TEXT EXCERPT:
________________________
Racism just as complex for international students

By David KumagaiOpinions Columnist

My voice fluctuates during my journalism ethics class. My classmates and I are trying to navigate the awkward issue of race. The tension hits a high note when one class member unintentionally insinuates that Albertans are bigots. The class jumps all over the slip, finally finding a simple case we can almost unanimously condemn. Still, I know I occasionally think it, my class was proof others do too: Alberta’s kind of like Canada’s Texas right?
Our professor, David Swick, sardonically recalled a documentary on American white supremacists called Blood in the Face, where one person calls on people from all white supremacist areas to unite. After circling different places in the States, the person includes southern Alberta.
I’ve never been to Alberta, so I know little first-hand about what it’s like there. After doing some research, I’ve found almost no statistical evidence that substantiates this apparently common assumption about the prairie province.
According to a report commissioned by the Department of Canadian Heritage in 2007, Alberta has more anti-racism initiatives than any other province and fewer complaints – proportional to its population – of racial discrimination than both Nova Scotia and Ontario. Is the rodeo the sole reason we associate Alberta with the perceived capital of American ignorance? Maybe it’s the tarsands. As usual, it’s probably more complicated than I can even allude to in this column.
But the in-class debate made me curious about Nova Scotia’s reputation both within Canada and abroad. I’ve spoken to a number of international students from Rhode Island, Antigua, the Bahamas and Poland; they have all been able to cite an encounter with racism here. The police, other students and university administrators were named as culprits.
One student recalled an evening where she was walking past Howe Hall and a group of students, who she guessed were drunk, said a number of racist comments to her and her friends.
Of course, Halifax has a poignant history of racism – from slavery to Africville to segregated schools to the more recent racism at Dartmouth’s Shoppers Drug Mart, when the store was caught keeping many of its black hair products locked up. Racism seems to be as big a problem here as it is in the much-lampooned province of tomorrow.
How do newcomers rate Halifax’s open-mindedness? Some of the people I’ve spoken to lauded the exposure to diverse communities in Halifax, such as the prominence of the LGBTQ community, while they are neither thrilled nor appalled by their reception as internationals.
I’ve mentioned the lack of Canadian geniality towards internationals in earlier columns, and have suggested that the entrenched support of the cultural mosaic has made us apathetic toward engagement with international visitors. The debate in ethics class made me question that suggestion. Is the distance between international students and domestic students a racial issue rather than a cultural one? As is usually the case, I think the answer lies somewhere in the middle.
Either way, it’s an obstacle that needs to be overcome, from the tarsands to Peggy’s Cove.
________________________
GIVEN ENTRIES:

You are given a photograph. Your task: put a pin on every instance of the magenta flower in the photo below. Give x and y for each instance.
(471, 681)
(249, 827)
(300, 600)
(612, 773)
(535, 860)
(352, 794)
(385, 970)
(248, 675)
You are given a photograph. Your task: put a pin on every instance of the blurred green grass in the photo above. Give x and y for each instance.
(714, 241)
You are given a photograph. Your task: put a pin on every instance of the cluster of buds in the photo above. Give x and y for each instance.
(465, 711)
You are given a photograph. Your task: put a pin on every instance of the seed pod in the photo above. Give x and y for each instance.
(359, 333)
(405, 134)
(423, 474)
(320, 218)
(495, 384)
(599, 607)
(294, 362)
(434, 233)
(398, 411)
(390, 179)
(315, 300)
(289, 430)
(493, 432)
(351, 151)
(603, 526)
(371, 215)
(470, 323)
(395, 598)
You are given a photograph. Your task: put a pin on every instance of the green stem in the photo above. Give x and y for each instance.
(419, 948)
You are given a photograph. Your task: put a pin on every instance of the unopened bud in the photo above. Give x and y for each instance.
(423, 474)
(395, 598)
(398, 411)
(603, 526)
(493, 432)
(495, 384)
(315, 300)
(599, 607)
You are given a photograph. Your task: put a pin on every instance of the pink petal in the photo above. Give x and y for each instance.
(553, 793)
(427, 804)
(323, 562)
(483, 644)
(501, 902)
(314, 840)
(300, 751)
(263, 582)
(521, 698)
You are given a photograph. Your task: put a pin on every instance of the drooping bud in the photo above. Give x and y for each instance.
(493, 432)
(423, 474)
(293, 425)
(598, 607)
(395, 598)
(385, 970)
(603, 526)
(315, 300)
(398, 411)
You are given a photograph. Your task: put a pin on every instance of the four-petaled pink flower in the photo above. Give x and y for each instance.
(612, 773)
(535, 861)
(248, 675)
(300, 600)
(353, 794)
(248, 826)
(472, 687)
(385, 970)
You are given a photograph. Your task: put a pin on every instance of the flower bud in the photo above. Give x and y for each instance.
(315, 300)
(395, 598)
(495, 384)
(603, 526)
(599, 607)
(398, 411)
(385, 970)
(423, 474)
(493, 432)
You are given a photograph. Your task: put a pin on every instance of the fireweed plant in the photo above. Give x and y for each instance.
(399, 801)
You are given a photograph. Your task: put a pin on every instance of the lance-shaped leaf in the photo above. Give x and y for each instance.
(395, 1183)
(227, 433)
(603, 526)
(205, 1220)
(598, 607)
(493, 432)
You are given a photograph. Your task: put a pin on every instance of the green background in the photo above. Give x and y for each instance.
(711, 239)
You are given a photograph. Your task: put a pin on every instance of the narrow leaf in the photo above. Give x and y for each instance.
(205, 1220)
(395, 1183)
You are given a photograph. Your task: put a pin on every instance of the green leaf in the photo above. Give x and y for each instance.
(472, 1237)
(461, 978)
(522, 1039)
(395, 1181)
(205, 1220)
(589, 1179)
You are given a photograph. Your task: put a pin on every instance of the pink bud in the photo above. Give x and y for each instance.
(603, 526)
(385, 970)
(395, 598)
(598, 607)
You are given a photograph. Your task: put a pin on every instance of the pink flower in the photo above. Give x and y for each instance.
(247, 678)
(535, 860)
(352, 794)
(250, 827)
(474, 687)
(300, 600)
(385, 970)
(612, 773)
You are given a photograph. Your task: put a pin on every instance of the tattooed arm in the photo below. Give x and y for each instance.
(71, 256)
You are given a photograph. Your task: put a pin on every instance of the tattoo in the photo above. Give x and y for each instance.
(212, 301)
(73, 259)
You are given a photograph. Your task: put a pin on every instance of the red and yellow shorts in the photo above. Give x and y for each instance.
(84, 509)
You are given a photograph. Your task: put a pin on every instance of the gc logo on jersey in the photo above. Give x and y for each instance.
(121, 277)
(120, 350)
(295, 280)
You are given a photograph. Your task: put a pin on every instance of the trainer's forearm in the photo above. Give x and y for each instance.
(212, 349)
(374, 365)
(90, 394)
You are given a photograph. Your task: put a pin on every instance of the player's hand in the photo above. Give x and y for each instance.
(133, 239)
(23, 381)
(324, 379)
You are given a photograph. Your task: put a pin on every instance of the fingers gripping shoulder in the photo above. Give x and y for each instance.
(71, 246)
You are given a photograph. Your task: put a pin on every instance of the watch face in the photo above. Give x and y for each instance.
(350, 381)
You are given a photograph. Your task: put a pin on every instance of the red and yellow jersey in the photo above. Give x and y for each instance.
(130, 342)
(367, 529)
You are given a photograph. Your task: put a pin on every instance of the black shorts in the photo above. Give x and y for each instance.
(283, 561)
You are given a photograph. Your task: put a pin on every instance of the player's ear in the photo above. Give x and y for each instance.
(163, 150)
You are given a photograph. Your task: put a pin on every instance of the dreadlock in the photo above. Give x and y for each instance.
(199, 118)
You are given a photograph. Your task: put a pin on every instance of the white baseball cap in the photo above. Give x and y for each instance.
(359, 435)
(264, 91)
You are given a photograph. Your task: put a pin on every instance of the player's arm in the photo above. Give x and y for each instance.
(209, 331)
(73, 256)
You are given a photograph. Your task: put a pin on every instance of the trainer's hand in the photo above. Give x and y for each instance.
________________________
REQUIRED ACTIONS:
[A] Copy the passage of the column on racism and international students starting with "I’ve mentioned the" and going on through "in the middle.".
[B] Reproduce the lines of the records starting with the line with "of the white" and going on through the final line of the records.

FINAL RESULTS:
[A]
I’ve mentioned the lack of Canadian geniality towards internationals in earlier columns, and have suggested that the entrenched support of the cultural mosaic has made us apathetic toward engagement with international visitors. The debate in ethics class made me question that suggestion. Is the distance between international students and domestic students a racial issue rather than a cultural one? As is usually the case, I think the answer lies somewhere in the middle.

[B]
You are given a photograph. Your task: put a pin on every instance of the white baseball cap in the photo above. Give x and y for each instance.
(359, 435)
(264, 91)
You are given a photograph. Your task: put a pin on every instance of the player's arm in the photo above. Give x and y for each instance.
(209, 331)
(73, 256)
You are given a photograph. Your task: put a pin on every instance of the trainer's hand in the photo above. Give x and y for each instance.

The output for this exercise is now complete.